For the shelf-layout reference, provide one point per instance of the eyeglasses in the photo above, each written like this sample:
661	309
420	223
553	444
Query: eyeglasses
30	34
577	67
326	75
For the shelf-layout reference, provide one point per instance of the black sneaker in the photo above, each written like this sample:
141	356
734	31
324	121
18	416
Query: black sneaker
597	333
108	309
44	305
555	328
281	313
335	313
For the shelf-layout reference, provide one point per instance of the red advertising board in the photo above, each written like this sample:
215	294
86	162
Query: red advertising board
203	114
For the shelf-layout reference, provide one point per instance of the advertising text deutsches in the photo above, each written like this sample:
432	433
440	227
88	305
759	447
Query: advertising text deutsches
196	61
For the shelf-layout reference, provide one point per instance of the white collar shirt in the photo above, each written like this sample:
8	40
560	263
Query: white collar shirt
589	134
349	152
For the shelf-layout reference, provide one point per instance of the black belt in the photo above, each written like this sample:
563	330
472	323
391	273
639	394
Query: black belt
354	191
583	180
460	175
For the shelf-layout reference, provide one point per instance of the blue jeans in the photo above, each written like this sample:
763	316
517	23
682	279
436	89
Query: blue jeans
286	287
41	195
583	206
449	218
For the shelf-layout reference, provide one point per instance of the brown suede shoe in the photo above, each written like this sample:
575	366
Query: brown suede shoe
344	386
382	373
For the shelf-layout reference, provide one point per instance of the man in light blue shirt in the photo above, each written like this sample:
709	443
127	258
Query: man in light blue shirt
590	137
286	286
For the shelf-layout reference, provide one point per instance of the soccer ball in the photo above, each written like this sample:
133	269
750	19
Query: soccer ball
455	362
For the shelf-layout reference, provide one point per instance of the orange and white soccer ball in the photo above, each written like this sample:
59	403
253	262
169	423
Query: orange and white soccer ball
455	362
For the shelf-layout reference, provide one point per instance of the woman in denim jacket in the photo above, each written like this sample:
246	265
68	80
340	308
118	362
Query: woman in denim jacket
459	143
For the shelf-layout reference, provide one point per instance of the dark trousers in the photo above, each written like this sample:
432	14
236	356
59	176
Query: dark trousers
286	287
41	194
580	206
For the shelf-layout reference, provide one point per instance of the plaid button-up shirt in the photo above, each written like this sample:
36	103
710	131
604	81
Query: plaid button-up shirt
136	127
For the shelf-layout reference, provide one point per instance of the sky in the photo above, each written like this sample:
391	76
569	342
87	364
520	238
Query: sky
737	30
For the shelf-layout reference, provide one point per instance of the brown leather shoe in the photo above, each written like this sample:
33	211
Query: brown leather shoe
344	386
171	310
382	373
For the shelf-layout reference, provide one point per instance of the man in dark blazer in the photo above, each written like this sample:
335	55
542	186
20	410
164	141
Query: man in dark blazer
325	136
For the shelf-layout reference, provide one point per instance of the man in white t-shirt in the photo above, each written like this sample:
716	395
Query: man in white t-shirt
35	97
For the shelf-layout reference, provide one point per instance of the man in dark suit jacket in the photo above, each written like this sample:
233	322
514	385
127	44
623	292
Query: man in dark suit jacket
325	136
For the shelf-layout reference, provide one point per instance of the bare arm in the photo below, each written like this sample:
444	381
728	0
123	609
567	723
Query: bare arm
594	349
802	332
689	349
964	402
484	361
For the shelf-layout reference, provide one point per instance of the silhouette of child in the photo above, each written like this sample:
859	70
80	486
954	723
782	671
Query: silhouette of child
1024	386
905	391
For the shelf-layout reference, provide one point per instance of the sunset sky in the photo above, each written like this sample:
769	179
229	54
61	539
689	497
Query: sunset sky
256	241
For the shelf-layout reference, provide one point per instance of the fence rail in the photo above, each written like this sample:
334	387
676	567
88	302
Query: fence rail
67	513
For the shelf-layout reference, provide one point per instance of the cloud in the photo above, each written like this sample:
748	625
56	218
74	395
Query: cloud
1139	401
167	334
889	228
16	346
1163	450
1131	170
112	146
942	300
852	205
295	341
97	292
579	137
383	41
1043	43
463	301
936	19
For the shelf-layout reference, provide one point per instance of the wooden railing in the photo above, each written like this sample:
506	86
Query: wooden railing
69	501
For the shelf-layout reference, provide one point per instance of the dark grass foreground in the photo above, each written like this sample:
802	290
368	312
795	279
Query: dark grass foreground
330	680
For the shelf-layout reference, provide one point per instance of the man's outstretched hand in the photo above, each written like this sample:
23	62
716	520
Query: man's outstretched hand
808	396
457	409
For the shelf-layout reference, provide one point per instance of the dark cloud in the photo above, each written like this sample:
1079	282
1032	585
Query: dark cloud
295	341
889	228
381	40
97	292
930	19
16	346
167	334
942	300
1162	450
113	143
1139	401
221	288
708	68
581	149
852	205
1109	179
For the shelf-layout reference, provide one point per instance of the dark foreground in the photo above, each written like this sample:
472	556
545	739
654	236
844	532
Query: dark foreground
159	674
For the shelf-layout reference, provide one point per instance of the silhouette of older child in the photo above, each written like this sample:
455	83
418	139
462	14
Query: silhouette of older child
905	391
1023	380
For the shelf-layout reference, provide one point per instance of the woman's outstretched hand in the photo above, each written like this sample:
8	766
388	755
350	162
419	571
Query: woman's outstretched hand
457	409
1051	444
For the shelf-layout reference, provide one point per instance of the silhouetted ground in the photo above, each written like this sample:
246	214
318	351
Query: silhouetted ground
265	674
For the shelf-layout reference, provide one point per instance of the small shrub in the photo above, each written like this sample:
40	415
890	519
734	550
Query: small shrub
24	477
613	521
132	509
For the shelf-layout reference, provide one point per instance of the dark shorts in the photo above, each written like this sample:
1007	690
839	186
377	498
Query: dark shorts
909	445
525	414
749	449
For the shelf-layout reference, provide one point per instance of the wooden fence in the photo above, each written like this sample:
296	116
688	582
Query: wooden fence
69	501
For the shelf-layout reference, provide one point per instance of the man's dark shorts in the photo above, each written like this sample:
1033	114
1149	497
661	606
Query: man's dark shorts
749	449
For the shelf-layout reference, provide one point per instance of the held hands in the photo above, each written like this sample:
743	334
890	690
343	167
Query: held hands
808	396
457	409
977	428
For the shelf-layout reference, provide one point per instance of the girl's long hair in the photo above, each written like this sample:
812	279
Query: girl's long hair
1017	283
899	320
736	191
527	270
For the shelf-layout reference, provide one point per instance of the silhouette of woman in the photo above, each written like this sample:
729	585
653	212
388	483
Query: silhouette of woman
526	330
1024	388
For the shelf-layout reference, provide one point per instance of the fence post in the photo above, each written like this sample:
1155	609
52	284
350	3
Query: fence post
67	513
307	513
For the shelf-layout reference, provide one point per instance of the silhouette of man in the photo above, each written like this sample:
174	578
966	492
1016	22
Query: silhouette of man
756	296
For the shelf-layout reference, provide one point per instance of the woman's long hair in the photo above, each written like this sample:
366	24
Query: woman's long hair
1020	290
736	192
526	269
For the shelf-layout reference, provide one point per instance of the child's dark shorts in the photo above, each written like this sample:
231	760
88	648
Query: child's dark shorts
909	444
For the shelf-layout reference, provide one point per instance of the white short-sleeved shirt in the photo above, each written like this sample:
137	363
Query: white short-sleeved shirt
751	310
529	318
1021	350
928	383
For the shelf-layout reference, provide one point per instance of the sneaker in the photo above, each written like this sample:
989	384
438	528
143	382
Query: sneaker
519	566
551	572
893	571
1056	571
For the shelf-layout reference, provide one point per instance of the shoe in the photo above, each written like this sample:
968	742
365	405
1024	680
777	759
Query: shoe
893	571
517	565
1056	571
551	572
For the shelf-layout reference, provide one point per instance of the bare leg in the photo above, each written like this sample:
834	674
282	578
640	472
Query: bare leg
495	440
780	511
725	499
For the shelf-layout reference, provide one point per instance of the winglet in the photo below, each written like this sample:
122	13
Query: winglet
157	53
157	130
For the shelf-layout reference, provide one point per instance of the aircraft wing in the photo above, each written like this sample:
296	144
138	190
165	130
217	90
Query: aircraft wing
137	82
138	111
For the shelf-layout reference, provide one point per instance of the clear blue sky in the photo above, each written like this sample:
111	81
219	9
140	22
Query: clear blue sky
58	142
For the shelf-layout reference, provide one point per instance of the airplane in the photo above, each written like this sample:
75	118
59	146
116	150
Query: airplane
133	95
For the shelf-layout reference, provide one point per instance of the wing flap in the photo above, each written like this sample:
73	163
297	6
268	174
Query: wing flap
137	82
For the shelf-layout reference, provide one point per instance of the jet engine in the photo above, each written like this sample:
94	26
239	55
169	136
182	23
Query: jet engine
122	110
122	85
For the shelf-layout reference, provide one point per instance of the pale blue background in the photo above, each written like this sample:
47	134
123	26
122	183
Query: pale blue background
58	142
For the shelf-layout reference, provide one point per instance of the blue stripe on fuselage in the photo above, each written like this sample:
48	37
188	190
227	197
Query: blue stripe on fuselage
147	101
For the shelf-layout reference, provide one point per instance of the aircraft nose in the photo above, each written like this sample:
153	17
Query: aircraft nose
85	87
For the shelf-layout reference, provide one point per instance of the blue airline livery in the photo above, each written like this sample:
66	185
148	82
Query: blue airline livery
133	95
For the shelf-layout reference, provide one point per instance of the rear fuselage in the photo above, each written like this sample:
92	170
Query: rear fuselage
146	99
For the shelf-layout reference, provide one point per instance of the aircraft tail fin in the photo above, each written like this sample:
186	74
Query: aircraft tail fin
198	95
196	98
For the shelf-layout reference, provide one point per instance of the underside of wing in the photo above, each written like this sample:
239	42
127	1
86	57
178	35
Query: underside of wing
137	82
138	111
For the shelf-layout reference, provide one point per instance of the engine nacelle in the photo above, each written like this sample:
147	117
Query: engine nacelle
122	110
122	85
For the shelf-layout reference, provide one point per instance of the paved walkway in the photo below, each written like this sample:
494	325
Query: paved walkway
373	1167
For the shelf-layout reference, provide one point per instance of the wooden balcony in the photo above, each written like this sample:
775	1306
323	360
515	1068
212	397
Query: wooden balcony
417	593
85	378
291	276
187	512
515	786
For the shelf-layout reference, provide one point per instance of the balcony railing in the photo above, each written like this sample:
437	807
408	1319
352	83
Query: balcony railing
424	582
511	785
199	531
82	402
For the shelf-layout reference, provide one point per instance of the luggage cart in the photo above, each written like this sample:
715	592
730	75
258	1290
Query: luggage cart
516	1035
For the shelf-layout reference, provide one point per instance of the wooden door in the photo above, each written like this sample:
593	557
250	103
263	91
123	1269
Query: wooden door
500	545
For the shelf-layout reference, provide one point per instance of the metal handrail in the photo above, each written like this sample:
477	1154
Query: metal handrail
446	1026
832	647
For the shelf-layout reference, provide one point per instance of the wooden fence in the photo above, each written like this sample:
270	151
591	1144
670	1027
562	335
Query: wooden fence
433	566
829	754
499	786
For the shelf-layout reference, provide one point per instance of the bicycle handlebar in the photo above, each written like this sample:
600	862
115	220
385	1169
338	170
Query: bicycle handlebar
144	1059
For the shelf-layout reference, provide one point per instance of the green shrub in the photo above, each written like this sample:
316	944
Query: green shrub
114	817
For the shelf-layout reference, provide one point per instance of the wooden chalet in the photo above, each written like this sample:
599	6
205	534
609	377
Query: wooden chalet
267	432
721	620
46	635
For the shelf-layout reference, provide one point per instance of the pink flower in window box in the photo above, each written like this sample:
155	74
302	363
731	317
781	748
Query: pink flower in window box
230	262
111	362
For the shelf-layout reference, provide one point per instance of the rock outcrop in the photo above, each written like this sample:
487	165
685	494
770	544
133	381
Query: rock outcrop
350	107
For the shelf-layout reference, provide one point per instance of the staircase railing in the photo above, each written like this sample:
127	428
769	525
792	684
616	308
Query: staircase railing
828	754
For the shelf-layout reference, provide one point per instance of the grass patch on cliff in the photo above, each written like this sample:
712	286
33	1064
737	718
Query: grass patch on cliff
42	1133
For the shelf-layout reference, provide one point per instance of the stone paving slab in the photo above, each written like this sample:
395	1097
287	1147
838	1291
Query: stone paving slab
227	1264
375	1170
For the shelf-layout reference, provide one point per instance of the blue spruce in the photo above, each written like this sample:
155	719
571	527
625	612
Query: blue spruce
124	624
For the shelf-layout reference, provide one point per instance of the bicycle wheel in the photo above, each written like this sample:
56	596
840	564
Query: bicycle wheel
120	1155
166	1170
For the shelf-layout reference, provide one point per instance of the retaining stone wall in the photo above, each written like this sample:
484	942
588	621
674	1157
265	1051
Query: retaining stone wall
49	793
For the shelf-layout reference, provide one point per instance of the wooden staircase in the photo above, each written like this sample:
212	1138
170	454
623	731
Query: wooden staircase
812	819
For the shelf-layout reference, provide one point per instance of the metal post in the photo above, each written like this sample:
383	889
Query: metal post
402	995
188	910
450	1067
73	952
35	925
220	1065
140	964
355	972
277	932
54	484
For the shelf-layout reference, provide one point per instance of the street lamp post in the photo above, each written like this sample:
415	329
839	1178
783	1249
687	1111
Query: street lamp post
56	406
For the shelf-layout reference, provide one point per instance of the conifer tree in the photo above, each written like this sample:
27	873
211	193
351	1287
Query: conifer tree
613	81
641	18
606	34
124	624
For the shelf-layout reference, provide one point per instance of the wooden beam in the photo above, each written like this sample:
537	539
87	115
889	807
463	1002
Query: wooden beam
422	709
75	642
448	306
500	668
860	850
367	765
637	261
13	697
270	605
::::
DESCRIPTION OF THE TASK:
Find the string "below" in the listing and copy every line in which it occurs.

EXPECTED ANSWER:
For the shelf-layout reference, provide one point per instance of the bare arm in the photo below, each written like this sample:
For the shelf-layout reference, provide one point per instance of the winglet in the photo below, each written like this sample:
For the shelf-layout reference, provide one point per instance of the paved walkway in the photo below, each written like this sample:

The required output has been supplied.